__Problem requirements__. Reproduce the records below in full and exactly, without their images.

* * *

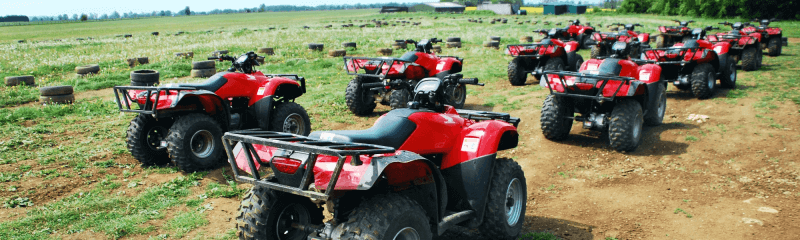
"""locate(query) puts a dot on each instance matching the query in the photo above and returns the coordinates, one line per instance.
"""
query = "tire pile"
(203, 69)
(56, 94)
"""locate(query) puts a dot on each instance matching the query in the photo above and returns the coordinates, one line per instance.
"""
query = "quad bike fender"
(481, 139)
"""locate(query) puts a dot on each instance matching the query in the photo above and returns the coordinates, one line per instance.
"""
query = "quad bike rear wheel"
(290, 117)
(703, 81)
(359, 100)
(555, 122)
(774, 46)
(655, 115)
(399, 98)
(267, 214)
(516, 72)
(505, 208)
(194, 142)
(144, 137)
(625, 127)
(728, 78)
(386, 217)
(750, 58)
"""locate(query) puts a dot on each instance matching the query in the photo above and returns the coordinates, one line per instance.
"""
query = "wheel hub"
(202, 143)
(514, 201)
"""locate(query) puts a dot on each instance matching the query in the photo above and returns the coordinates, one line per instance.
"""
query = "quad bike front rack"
(571, 91)
(291, 142)
(150, 106)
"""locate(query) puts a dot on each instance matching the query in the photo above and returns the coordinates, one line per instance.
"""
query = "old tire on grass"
(290, 117)
(655, 115)
(56, 90)
(555, 120)
(194, 142)
(144, 137)
(505, 207)
(267, 214)
(359, 100)
(399, 98)
(389, 216)
(516, 72)
(703, 81)
(625, 127)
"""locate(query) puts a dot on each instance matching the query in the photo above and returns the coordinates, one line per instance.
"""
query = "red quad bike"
(413, 175)
(613, 95)
(185, 122)
(638, 41)
(549, 54)
(744, 47)
(673, 34)
(391, 80)
(773, 39)
(696, 64)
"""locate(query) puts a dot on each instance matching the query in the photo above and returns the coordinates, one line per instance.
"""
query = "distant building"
(438, 7)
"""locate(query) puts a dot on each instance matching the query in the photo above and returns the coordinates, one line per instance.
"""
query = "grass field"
(65, 171)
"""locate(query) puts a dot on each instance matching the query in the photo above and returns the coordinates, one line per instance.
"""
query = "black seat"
(391, 130)
(212, 84)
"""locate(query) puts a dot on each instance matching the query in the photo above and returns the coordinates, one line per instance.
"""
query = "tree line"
(781, 9)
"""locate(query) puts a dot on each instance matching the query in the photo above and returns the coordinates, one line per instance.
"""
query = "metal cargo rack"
(313, 147)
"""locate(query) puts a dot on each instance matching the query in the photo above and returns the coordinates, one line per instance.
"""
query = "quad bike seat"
(212, 84)
(391, 130)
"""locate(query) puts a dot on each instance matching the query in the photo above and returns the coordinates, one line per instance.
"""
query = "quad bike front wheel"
(386, 217)
(703, 81)
(555, 122)
(625, 128)
(359, 100)
(505, 208)
(144, 137)
(290, 117)
(516, 72)
(195, 142)
(266, 214)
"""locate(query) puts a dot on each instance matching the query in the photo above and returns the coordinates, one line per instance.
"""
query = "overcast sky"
(58, 7)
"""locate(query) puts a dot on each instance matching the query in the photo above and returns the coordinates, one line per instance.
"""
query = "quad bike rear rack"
(570, 91)
(528, 46)
(378, 62)
(312, 146)
(150, 106)
(486, 115)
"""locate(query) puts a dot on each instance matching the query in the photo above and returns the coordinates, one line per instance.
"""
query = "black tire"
(516, 72)
(597, 51)
(55, 90)
(703, 81)
(399, 98)
(145, 76)
(750, 58)
(456, 95)
(194, 142)
(64, 99)
(383, 217)
(574, 61)
(729, 75)
(261, 209)
(359, 100)
(625, 129)
(290, 117)
(203, 64)
(144, 137)
(774, 46)
(661, 41)
(655, 115)
(505, 214)
(554, 117)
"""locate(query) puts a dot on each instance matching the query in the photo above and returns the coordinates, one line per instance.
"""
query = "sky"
(59, 7)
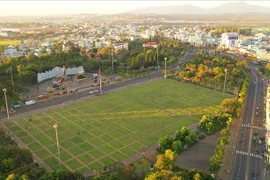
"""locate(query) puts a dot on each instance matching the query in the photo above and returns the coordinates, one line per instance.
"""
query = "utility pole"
(11, 75)
(5, 94)
(165, 75)
(100, 83)
(225, 81)
(55, 126)
(157, 57)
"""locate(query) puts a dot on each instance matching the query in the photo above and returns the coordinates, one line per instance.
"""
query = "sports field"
(9, 42)
(110, 128)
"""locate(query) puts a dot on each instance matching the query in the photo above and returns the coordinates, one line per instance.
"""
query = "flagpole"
(100, 81)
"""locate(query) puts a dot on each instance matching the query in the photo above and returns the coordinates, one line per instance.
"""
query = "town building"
(267, 124)
(229, 40)
(118, 46)
(151, 44)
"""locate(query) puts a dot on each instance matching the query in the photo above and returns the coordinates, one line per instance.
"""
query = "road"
(249, 161)
(84, 93)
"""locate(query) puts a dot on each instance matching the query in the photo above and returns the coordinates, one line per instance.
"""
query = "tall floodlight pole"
(157, 57)
(225, 81)
(100, 84)
(5, 94)
(11, 75)
(165, 75)
(112, 62)
(55, 126)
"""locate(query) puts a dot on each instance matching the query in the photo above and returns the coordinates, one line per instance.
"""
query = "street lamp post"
(55, 126)
(225, 81)
(5, 94)
(165, 75)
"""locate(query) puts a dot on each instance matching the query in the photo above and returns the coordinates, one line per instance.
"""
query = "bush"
(201, 136)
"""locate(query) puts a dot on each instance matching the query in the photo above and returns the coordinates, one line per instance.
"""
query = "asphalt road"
(249, 153)
(105, 89)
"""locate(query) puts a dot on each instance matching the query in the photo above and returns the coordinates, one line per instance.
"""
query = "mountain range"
(231, 7)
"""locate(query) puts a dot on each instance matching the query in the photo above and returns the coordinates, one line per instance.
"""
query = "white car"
(30, 102)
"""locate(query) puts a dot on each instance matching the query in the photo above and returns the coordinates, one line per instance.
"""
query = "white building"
(229, 40)
(267, 124)
(10, 51)
(263, 55)
(195, 40)
(10, 29)
(4, 34)
(118, 46)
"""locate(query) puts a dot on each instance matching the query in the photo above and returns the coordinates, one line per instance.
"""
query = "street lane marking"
(248, 154)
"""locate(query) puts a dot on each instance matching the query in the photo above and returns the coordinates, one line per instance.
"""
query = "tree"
(205, 120)
(8, 164)
(209, 126)
(165, 143)
(229, 122)
(225, 132)
(36, 172)
(177, 146)
(182, 133)
(4, 153)
(165, 161)
(188, 140)
(197, 176)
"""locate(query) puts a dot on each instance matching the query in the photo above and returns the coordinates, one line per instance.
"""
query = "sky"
(15, 8)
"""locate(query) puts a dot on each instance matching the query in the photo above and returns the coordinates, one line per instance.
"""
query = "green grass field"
(9, 42)
(110, 128)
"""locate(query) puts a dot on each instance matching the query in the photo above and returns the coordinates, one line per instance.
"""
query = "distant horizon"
(58, 8)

* * *

__Reply to the task__.
"""locate(query) puts a dot on each instance matching the query in the photo above and returns the coordinates, one line per instance.
"""
query = "tire pile"
(203, 69)
(56, 94)
"""locate(query) puts a dot on each instance matching the query in the photo above and returns the coordinates, one line per instance.
"""
query = "quad bike fender"
(481, 139)
"""locate(query) puts a dot on each instance matching the query in the photo above and returns the coordinates, one line per instance.
"""
query = "quad bike rear wheel"
(290, 117)
(703, 81)
(359, 100)
(555, 122)
(774, 46)
(655, 115)
(399, 98)
(267, 214)
(516, 72)
(505, 208)
(194, 142)
(144, 137)
(625, 127)
(728, 78)
(386, 217)
(750, 58)
"""locate(query) puts a dot on each instance matching the query in the photo above and returns the coordinates, one line per instance.
"""
query = "wheel hub"
(202, 143)
(514, 201)
"""locate(query) puts a dot on each instance matching the query in the photo above and returns the coordinates, one line per instance.
"""
query = "quad bike front rack"
(571, 91)
(291, 142)
(150, 106)
"""locate(query) puts a dot on each instance matching the query in the photo above and returns the coordinates, one line per instance.
"""
query = "old tire on grass"
(290, 117)
(655, 115)
(56, 90)
(555, 120)
(194, 142)
(144, 137)
(505, 207)
(267, 214)
(359, 100)
(399, 98)
(389, 216)
(516, 72)
(703, 81)
(625, 127)
"""locate(query) puts a dot on each instance matching the query in the photo above and returns the coordinates, one line per instance.
"""
query = "red quad bike"
(413, 175)
(613, 95)
(185, 122)
(638, 41)
(549, 54)
(744, 47)
(673, 34)
(391, 80)
(773, 39)
(696, 64)
"""locate(query) puts a dot on each instance matching the query in the photo above and returns the coordinates, one line per instance.
"""
query = "distant building"
(438, 7)
"""locate(query) puts a dot on each instance matching the query in the photo above and returns the coordinates, one line per instance.
"""
query = "grass field"
(65, 171)
"""locate(query) puts a dot on each instance matching the query in the photo above and returns the coordinates, one line per instance.
"""
query = "black seat"
(391, 130)
(212, 84)
"""locate(query) puts a dot on each instance matching the query in the photo above and returns the coordinates, one line per instance.
"""
query = "tree line"
(781, 9)
"""locate(query) puts a dot on each instance matching the query in the photo above and returns the coordinates, one line per instance.
"""
query = "metal cargo rack"
(313, 147)
"""locate(query) puts a dot on each instance matching the query in the photo above and returns the coordinates, one line per instance.
"""
query = "quad bike seat"
(212, 84)
(391, 130)
"""locate(query) puts a dot on each instance matching the query in the photo above and returns the coordinates, one line per instance.
"""
query = "quad bike front wheel"
(386, 217)
(703, 81)
(555, 122)
(625, 128)
(359, 100)
(505, 208)
(144, 137)
(290, 117)
(516, 72)
(195, 142)
(266, 214)
"""locate(query) puts a dot on each instance matching the query in the photo above and returns the coordinates, one line per instance.
"""
query = "overcast sky"
(58, 7)
"""locate(query) puts a dot on each instance matching the query in the photo above and returns the coordinates, one line per instance.
"""
query = "quad bike rear rack"
(570, 91)
(528, 46)
(378, 62)
(312, 146)
(150, 106)
(486, 115)
"""locate(query) puts a dot on each instance matching the query in the photo above and returns the coordinates, one line per instance.
"""
query = "black tire"
(516, 72)
(597, 51)
(55, 90)
(703, 81)
(399, 98)
(145, 76)
(750, 58)
(456, 95)
(194, 142)
(64, 99)
(383, 217)
(574, 61)
(729, 75)
(261, 209)
(359, 100)
(625, 129)
(290, 117)
(203, 64)
(144, 137)
(774, 46)
(661, 41)
(655, 115)
(505, 214)
(554, 117)
"""locate(query) puts a dot on each instance matching the query in the photo above and returns the coordinates, one line per instance.
"""
query = "sky"
(59, 7)
"""locate(query) puts a dot on each instance matching the query in the photo above and returns the coordinates, one line per instance.
"""
query = "utility pole"
(11, 75)
(5, 94)
(165, 75)
(100, 83)
(225, 81)
(55, 126)
(157, 57)
"""locate(query) puts a dot on each instance matching the query in the photo above and returns the coordinates, one line per instance.
"""
query = "sports field"
(9, 42)
(110, 128)
"""locate(query) puts a dot on each instance matching the query in the photo above and returns the coordinates, one line per instance.
"""
query = "flagpole"
(100, 81)
"""locate(query) puts a dot on each instance matching the query in the photo above and returns the coordinates, one line per instance.
"""
query = "town building"
(267, 124)
(229, 40)
(118, 46)
(151, 44)
"""locate(query) puts a dot on each instance matching the query in the photo above and returns the coordinates, one line per instance.
"""
query = "road"
(249, 161)
(84, 93)
"""locate(query) puts a dot on each instance matching the query in the photo above and returns the coordinates, one line per instance.
"""
query = "tall floodlight pole"
(157, 57)
(225, 81)
(100, 84)
(5, 94)
(11, 75)
(165, 75)
(112, 62)
(55, 126)
"""locate(query) puts a dot on each instance matching the query in the photo above and returns the coordinates, one line per instance.
"""
query = "street lamp post"
(55, 126)
(225, 81)
(5, 94)
(165, 75)
"""locate(query) puts a dot on each instance matching the query in the photo above and returns the coordinates, one line per instance.
"""
query = "bush"
(201, 136)
"""locate(query) puts a dot on each instance matching the query in the photo above and returns the coordinates, one line per instance.
"""
query = "asphalt road"
(249, 153)
(105, 89)
"""locate(query) puts a dot on each instance matching the query in the photo above and returns the coordinates, one line per instance.
"""
query = "mountain range"
(231, 7)
"""locate(query) puts a dot on each instance matching the query in the photo above and returns the coordinates, one line per instance.
"""
query = "white car"
(30, 102)
"""locate(query) puts a dot on each instance matching the query in the photo above and returns the coordinates, one line per instance.
"""
query = "white building"
(229, 40)
(267, 124)
(10, 51)
(263, 55)
(195, 40)
(10, 29)
(4, 34)
(118, 46)
"""locate(query) puts a dot on each instance matching the query in the photo above and returns the coordinates, one line per instance.
"""
query = "street lane marking"
(248, 154)
"""locate(query) puts a dot on each instance matching the query in the photo above and returns the coordinates, one line per instance.
"""
query = "tree"
(205, 120)
(8, 164)
(209, 126)
(165, 143)
(229, 122)
(225, 132)
(36, 172)
(177, 146)
(182, 133)
(4, 153)
(165, 161)
(188, 140)
(197, 176)
"""locate(query) puts a dot on each instance matching the query in the photo above and returns the coordinates, one line per instance.
"""
query = "sky"
(15, 8)
"""locate(query) puts a dot on each instance matching the query in the photo above and returns the coordinates, one line per instance.
"""
query = "green grass field"
(9, 42)
(110, 128)
"""locate(query) puts a dot on each instance matching the query in the photo above and returns the coordinates, one line per instance.
"""
query = "distant horizon"
(58, 8)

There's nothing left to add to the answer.